Quoted passage ->
## BEGIN

LRO Makes Presence Felt At Lucent Annual Meeting

 

            Nine LRO members who are Lucent shareowners attended the Lucent Annual Meeting on February 16 in Wilmington, Delaware.  Two of the LRO members and the wife of a third made presentations on why their proxy proposals should be supported.

            When the tabulation of the ballots was announced, the LRO-sponsored proxy proposals had not garnered enough votes to pass.

            Joanne Raschke, wife of LRO Vice President Ken Raschke, had submitted a proxy proposal that requested the Lucent Board of Directors to adopt a policy whereby at least 75% of future equity compensation (stock options and restricted stock) awarded to senior executives be performance-based, and the performance criteria be disclosed to shareholders.  The votes cast on this proxy proposal were 48.4% “For” and 51.6% “Against.”

            Jim Stickel, a Lucent retiree and shareowner, had sought to amend the company’s audit services pre-approval policy so that the public accounting firm retained to audit the corporate financial statements would perform only audit and audit-related work, and not perform services generating tax or consulting fees, including non-audit services related to Lucent’s pension and benefit trusts.  The votes cast on this proxy proposal were 32% “For” and 68% “Against.”

Walt Ehmer, the LRO’s Southeast Regional Director, had resubmitted his “golden parachute” proxy proposal that received support from 65% of the shares voted at Lucent’s Annual Meeting last February.  That resolution was considered “advisory” rather than “mandatory.”  To make a change in Lucent’s bylaws mandatory, a resolution must garner support from more than 50% of all outstanding Lucent shares, not merely those voting.  This time, the proxy proposal received support from 21% of all outstanding common shares.  Lucent did not announce what percent of total votes cast this 21% represented.

## END

Records for the exercise ->
## BEGIN

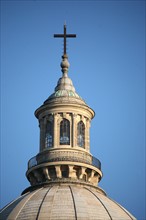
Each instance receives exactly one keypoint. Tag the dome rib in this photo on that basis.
(26, 207)
(42, 203)
(73, 202)
(100, 202)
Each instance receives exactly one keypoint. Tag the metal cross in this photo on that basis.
(65, 36)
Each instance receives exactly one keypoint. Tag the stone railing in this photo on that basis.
(53, 156)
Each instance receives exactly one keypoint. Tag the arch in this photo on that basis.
(81, 134)
(49, 134)
(65, 132)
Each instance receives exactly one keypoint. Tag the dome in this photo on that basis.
(65, 201)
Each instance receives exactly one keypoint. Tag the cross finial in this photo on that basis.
(65, 35)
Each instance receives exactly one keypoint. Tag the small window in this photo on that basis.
(81, 134)
(65, 132)
(49, 135)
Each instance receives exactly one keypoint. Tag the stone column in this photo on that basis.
(46, 173)
(42, 126)
(72, 172)
(58, 171)
(74, 135)
(82, 172)
(87, 135)
(55, 136)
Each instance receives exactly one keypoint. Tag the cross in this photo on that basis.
(65, 36)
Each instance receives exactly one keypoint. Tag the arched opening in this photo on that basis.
(49, 135)
(65, 171)
(81, 134)
(65, 132)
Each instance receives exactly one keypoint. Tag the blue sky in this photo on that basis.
(107, 67)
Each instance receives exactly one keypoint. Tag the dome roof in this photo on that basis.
(65, 201)
(65, 89)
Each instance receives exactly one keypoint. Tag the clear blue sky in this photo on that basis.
(108, 70)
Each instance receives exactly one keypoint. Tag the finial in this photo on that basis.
(65, 35)
(65, 65)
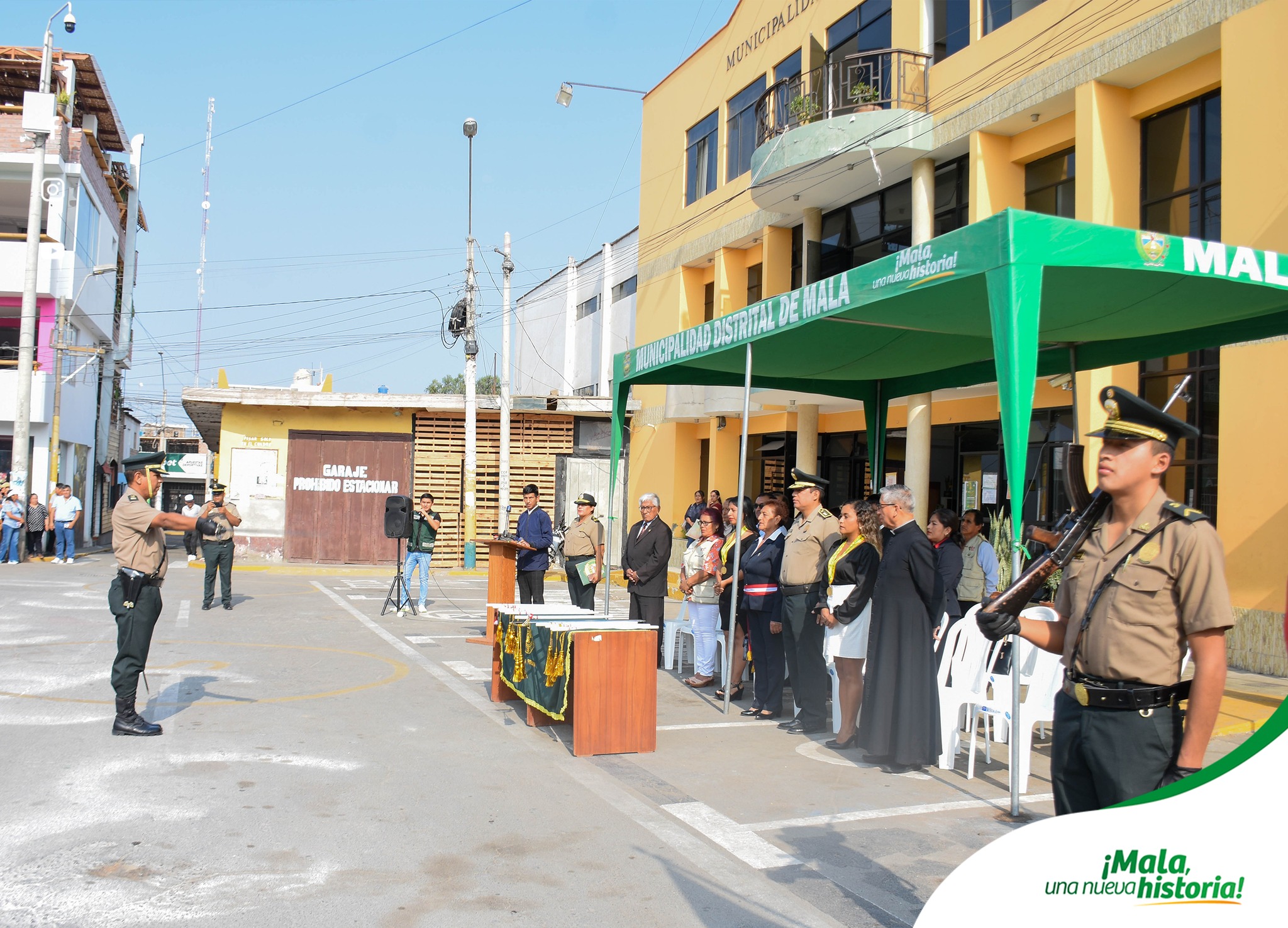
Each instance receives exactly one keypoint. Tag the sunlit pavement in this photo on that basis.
(323, 764)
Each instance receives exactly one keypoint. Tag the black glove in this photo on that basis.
(997, 625)
(1175, 774)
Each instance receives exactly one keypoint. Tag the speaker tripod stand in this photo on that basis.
(399, 597)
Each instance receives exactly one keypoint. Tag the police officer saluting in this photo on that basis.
(584, 542)
(1149, 579)
(217, 545)
(806, 552)
(135, 597)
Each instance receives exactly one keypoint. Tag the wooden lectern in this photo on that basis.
(500, 580)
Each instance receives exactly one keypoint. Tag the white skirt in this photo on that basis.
(848, 641)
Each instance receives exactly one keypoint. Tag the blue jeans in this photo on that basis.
(9, 543)
(414, 561)
(65, 539)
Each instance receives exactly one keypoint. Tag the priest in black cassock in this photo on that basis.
(899, 722)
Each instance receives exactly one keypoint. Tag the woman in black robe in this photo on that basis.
(899, 725)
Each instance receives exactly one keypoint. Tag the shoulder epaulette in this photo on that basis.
(1184, 512)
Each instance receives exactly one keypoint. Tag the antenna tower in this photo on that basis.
(205, 225)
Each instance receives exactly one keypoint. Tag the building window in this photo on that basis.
(87, 230)
(701, 152)
(1180, 151)
(1049, 184)
(625, 289)
(755, 274)
(952, 28)
(741, 129)
(1192, 479)
(952, 200)
(797, 255)
(997, 13)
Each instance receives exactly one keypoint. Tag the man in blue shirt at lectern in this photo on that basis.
(536, 534)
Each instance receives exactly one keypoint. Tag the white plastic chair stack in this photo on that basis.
(968, 657)
(1037, 707)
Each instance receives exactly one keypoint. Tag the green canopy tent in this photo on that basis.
(1011, 298)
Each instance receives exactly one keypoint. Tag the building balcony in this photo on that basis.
(853, 108)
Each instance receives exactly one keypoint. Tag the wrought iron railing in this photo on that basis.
(869, 81)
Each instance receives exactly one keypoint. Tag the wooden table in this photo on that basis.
(612, 691)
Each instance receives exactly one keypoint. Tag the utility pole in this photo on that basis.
(504, 493)
(38, 120)
(469, 518)
(205, 225)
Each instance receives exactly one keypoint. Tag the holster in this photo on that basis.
(131, 584)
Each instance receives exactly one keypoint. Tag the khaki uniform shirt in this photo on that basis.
(584, 537)
(226, 530)
(807, 547)
(136, 542)
(1170, 590)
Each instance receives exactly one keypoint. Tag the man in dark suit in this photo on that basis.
(645, 561)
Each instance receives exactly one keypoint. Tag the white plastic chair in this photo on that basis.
(968, 657)
(1037, 705)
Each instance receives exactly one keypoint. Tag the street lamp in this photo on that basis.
(565, 96)
(60, 347)
(38, 119)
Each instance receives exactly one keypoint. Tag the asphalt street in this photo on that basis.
(325, 766)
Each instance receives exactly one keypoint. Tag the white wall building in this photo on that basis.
(569, 328)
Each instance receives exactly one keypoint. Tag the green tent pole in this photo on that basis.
(1015, 310)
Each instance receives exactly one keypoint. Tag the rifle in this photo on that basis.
(1070, 533)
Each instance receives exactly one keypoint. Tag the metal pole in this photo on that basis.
(504, 478)
(737, 544)
(28, 327)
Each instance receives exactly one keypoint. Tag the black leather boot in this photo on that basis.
(129, 722)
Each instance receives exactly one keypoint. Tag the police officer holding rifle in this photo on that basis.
(1143, 576)
(135, 597)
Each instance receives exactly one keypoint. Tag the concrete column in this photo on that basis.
(807, 437)
(918, 454)
(923, 200)
(570, 327)
(813, 236)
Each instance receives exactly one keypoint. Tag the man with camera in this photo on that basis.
(424, 530)
(217, 545)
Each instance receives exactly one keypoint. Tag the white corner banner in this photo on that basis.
(1204, 858)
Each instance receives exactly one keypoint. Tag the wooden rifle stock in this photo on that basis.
(1062, 545)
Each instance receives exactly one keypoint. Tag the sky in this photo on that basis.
(338, 217)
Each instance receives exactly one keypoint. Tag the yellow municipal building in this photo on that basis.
(808, 137)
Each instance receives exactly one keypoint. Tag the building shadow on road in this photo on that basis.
(183, 694)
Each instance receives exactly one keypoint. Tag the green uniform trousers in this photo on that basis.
(219, 556)
(133, 635)
(1103, 757)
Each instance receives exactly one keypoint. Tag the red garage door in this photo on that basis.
(336, 484)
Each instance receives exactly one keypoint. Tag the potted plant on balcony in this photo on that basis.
(865, 97)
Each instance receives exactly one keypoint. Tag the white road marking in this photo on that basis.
(839, 817)
(750, 724)
(468, 671)
(743, 844)
(721, 871)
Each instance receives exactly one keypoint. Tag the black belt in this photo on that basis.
(1091, 691)
(797, 590)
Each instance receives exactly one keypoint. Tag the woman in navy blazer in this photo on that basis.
(763, 601)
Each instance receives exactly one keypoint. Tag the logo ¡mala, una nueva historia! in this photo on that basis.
(1155, 880)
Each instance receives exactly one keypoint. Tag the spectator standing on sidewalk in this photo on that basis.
(536, 534)
(38, 521)
(190, 538)
(67, 511)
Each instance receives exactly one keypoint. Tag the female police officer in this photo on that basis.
(135, 597)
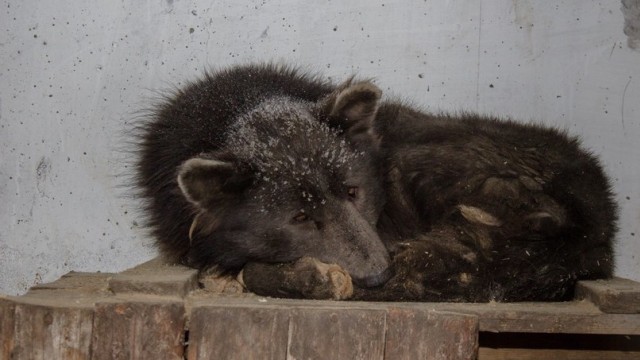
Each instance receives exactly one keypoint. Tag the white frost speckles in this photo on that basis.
(290, 150)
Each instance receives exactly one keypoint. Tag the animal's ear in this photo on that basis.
(353, 108)
(210, 184)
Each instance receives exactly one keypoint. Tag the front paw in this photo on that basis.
(306, 278)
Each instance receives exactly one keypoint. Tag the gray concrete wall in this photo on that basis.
(73, 73)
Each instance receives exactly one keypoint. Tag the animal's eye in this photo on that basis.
(352, 192)
(301, 217)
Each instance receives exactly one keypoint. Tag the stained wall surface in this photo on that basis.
(73, 74)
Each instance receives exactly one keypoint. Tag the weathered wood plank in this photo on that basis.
(337, 333)
(422, 334)
(45, 331)
(7, 316)
(155, 277)
(238, 333)
(555, 354)
(617, 296)
(138, 330)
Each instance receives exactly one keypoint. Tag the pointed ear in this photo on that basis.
(209, 183)
(353, 107)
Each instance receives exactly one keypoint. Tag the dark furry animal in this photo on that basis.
(263, 164)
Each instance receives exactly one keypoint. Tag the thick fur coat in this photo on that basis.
(264, 164)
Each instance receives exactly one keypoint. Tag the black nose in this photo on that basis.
(374, 280)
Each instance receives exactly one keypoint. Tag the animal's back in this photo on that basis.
(528, 209)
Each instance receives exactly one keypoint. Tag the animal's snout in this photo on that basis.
(373, 280)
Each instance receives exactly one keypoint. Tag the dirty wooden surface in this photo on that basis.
(162, 312)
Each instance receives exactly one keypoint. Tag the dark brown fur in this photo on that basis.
(469, 208)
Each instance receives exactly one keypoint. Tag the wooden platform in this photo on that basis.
(156, 311)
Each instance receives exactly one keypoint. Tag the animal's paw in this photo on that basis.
(318, 280)
(306, 278)
(220, 284)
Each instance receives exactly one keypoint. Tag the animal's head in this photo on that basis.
(294, 179)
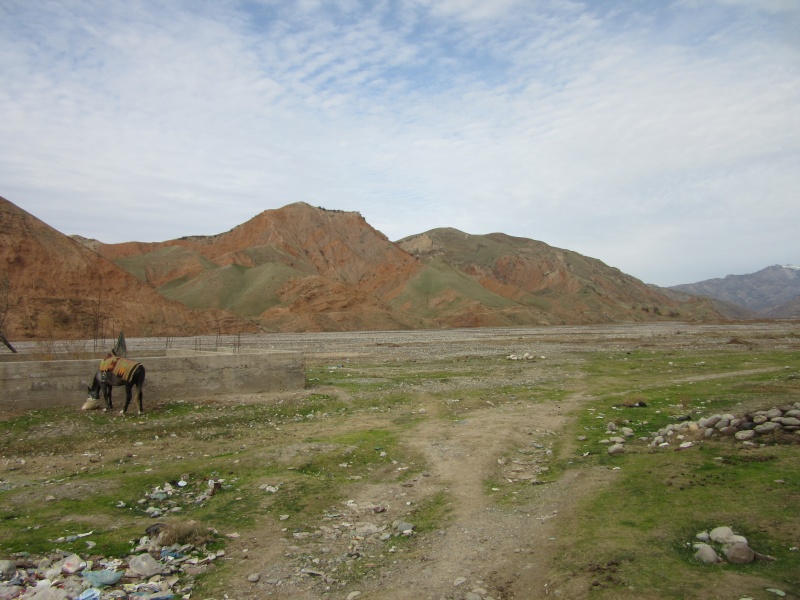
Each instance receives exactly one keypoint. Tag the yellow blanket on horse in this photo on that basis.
(124, 368)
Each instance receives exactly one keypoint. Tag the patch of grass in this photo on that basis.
(661, 499)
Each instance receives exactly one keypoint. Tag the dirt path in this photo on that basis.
(487, 548)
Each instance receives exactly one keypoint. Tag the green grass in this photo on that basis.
(645, 523)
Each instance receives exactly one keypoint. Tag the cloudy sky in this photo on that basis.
(661, 137)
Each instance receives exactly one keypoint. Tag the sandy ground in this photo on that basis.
(484, 549)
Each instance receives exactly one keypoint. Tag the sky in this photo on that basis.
(661, 137)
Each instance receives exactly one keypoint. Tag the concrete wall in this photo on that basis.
(182, 374)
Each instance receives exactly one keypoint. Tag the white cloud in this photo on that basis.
(621, 135)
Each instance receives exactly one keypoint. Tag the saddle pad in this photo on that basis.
(125, 368)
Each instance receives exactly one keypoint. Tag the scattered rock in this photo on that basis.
(616, 449)
(744, 429)
(145, 565)
(706, 554)
(740, 554)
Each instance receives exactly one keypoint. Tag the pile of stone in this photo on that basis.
(152, 572)
(722, 540)
(784, 418)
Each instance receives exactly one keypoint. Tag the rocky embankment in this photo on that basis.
(745, 428)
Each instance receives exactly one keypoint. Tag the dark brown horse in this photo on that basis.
(110, 381)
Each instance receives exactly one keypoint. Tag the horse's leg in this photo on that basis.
(140, 396)
(128, 395)
(107, 395)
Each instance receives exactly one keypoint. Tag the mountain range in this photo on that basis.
(773, 292)
(305, 268)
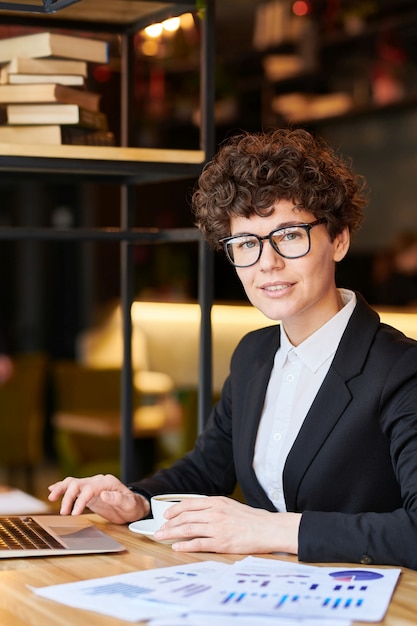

## END

What you will do ->
• 1. Scale every coordinate pair in the answers of the listing by 2.5, rounding to whole numbers with halves going up, and copy all other lines unchanged. Cover only the lines of the listing starting with the one containing "Each instance receives exactly one keypoint. Tag the man in dark" and going on through the one containing "(1204, 858)".
• 2. Go on with the article about the LRO at the Lucent Annual Meeting, starting after its last sentence.

The answers ->
• 1.
Each instance receives exactly one keypoint. Tag the man in dark suit in this photo on that basis.
(1613, 1403)
Each instance receives exactly one keypoint. Tag the white plastic chair in this photo on that basis.
(2420, 1643)
(2593, 1763)
Each instance receives exactly one keypoint. Tag the street lamp in this photo on that basis.
(1413, 240)
(150, 868)
(95, 298)
Each instance receives exactly one keypoint. Tag the asphalt street in this photo on that basis.
(813, 1915)
Each instance receives exactly one keypoint. Tag the white wall building in this photo on that basis.
(1423, 820)
Each instance receives exactly one keypoint. Tag the green tent pole in this photo on that basis.
(2538, 775)
Each instance receives exactly one keypoint. Tag the rifle in this photo on that basis.
(2675, 1333)
Each instance receives exactly one keypoint. Tag the metal pole in this photo on that basis.
(1260, 1195)
(1843, 1360)
(70, 818)
Each instance receives exactly one keypoint. Tag the black leather boot in this photo on that basis.
(323, 1805)
Each instance receives exactly one keypoint. Tag the police officer holding rifle in this photo on that basis.
(2858, 1440)
(338, 1493)
Each instance receives exactly one keypoint. Tag the concrete column in this photo on that basis.
(2018, 1093)
(2295, 1135)
(2308, 500)
(1425, 818)
(2033, 590)
Each instance receives exactly one keypoint. Tag the man with camera in this photo on that basis.
(1060, 1325)
(543, 1363)
Each instance receives exactly one keypoint. Tag the white corner banner in this photo on that basis.
(3010, 2145)

• 2.
Although the LRO-sponsored proxy proposals did not pass, the LRO’s actions demonstrated the organization’s determination to utilize the proxy statement process as a means to attempt to set higher performance and accountability standards for Lucent.  The LRO also made its presence known at the Annual Meeting through every LRO member present asking a question of Lucent Chairman and CEO Pat Russo.  The questions heard by the attending Lucent Board Members were directed toward issues of importance to Lucent retirees and shareowners.

          The day before the Lucent Annual Meeting, the Chicago Daily Herald published an article about the LRO-sponsored proxy proposals.  Click here to read article articles about the Lucent Annual Meeting and the proxy proposals

 

 

Chicago Daily Herald - February 16, 2005

 

http://www.dailyherald.com/business/business_story.asp?intid=38399156

 


Lucent retirees seek OK on key proposals

 

Shareholders of Lucent Technologies today will vote on a half-dozen proposals, including three from retirees seeking to change policies on golden parachutes for departing executives, independent auditors and pay for performance.

The Lucent Retirees Organization has been angry because the struggling telecom has been slicing benefits during on-going streamlining. The Murray Hill, N.J.-based company, with operations in Naperville and Lisle, has been reporting profits and retirees now want more of the cost cutting done at the executive level.

A few hundred shareholders, including a contingent of 20 members of the retiree organization, are expected at Lucent's annual shareowners meeting in Wilmington, Del.

Retiree group spokesman Ed Beltram believes the proposals would benefit all shareholders.

"If these proposals pass, it would mean we're strengthening what we feel are important policies for Lucent, since they haven't done it on their own," Beltram said.

Lucent spokesman Bill Price said Lucent has written its policies according to the law. "We think these proposals are unnecessary," Price said.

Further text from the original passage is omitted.